Required work:
(1) Reproduce word for word the stretch of the passage on the National Union of Societies for Equal Citizenship from "1923-1924 Labour Government" through "temporary measure. (4)".
(2) Pick up the passage on the National Union of Societies for Equal Citizenship at the point where it stops, and keep writing it.

Extract:
━━━━━━━━
National Union of Societies for Equal Citizenship

The National Union of Women's Suffrage Societies became the National Union of Societies for Equal Citizenship (NUSEC) in March 1919. Eleanor Rathbone succeeded Millicent Fawcett as president of the new body. Later that year Rathbone persuaded the organization to accept a six point reform programme. (i) Equal pay for equal work, involving an open field for women in industry and the professions. (ii) An equal standard of sex morals as between men and women, involving a reform of the existing divorce law which condoned adultery by the husband, as well as reform of the laws dealing with solicitation and prostitution. (iii) The introduction of legislation to provide pensions for civilian widows with dependent children. (iv) The equalization of the franchise and the return to Parliament of women candidates pledged to the equality programme. (v) The legal recognition of mothers as equal guardians with fathers of their children. (vi) The opening of the legal profession and the magistracy to women. (1)

Eleanor Rathbone by Herbert James Gunn (c. 1932)
Eleanor Rathbone by Herbert James Gunn (c. 1932)

Eva Hubback was appointed as parliamentary secretary National Union of Societies for Equal Citizenship. She closely monitored parliamentary business and fostered contacts with sympathetic MPs whom she briefed on key bills and parliamentary questions. "NUSEC maintained a series of specialist committees to concentrate on such issues as the civil service, equal franchise, the status of wives and mothers, married women's employment and women MPs." (2)

1923-1924 Labour Government

Ramsay McDonald appointed Margaret Bondfield as parliamentary secretary to the Minister of Labour, and the first woman to be given a post in government. (3) He also agreed the give all women the vote. On 29th February, 1924, Dorothy Jewson joined William Adamson in putting forward a motion to reduce the age that women could vote from 30 to 21, the same age as men. It was Jewson's first speech in the House of Commons. Estimates at the time suggested that this proposal would have meant half a million more women than men on the electoral register, and that 70% of wage earning women at the time were currently unable to vote. Jewson pointed out that the 1918 Qualification of Women Act was only a temporary measure. (4)
━━━━━━━━
Dataset content:
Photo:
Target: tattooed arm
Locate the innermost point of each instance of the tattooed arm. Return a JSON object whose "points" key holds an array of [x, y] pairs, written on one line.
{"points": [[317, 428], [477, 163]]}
━━━━━━━━
Expected outputs:
(1)
1923-1924 Labour Government

Ramsay McDonald appointed Margaret Bondfield as parliamentary secretary to the Minister of Labour, and the first woman to be given a post in government. (3) He also agreed the give all women the vote. On 29th February, 1924, Dorothy Jewson joined William Adamson in putting forward a motion to reduce the age that women could vote from 30 to 21, the same age as men. It was Jewson's first speech in the House of Commons. Estimates at the time suggested that this proposal would have meant half a million more women than men on the electoral register, and that 70% of wage earning women at the time were currently unable to vote. Jewson pointed out that the 1918 Qualification of Women Act was only a temporary measure. (4)

(2)
Jewson pointed out: "We believe that the 1918 Act was a compromise. It was only accepted, very reluctantly, by women's organisations in the country because it was agreed that to add 7,000,000 or 8,000,000 of new electors to the register was a very big experiment. I think no hon. Member will deny that that experiment of 1918 has been amply justified. We have had six years in which to consider whether or not that experiment was justified. In that time, we have had three elections, and I think every hon. Member will agree that in those elections women have shown very great interest, and an increasing interest, in national and international affairs. Uncertainty was expressed at the time as to how women would vote. I think everyone must now admit that they have exercised their vote wisely and well. Some fears were expressed that women might combine as a sex, and it was felt that that would be dangerous, because women who would be in larger numbers than men might so exercise the vote that we might have petticoat government. Events have shown that those fears were not founded on fact. The women have shown that they differ, like men differ, in their opinions; they have divided into parties in just the same way as men, and there is really no fear that women will combine as a sex and vote against the men. In an electorate of 26,000,000, it has been estimated that if women receive the vote on the same qualification as men there will be only about 500,000 more women on the register than men, and that half million would, of course, be spread over many constituencies." (5)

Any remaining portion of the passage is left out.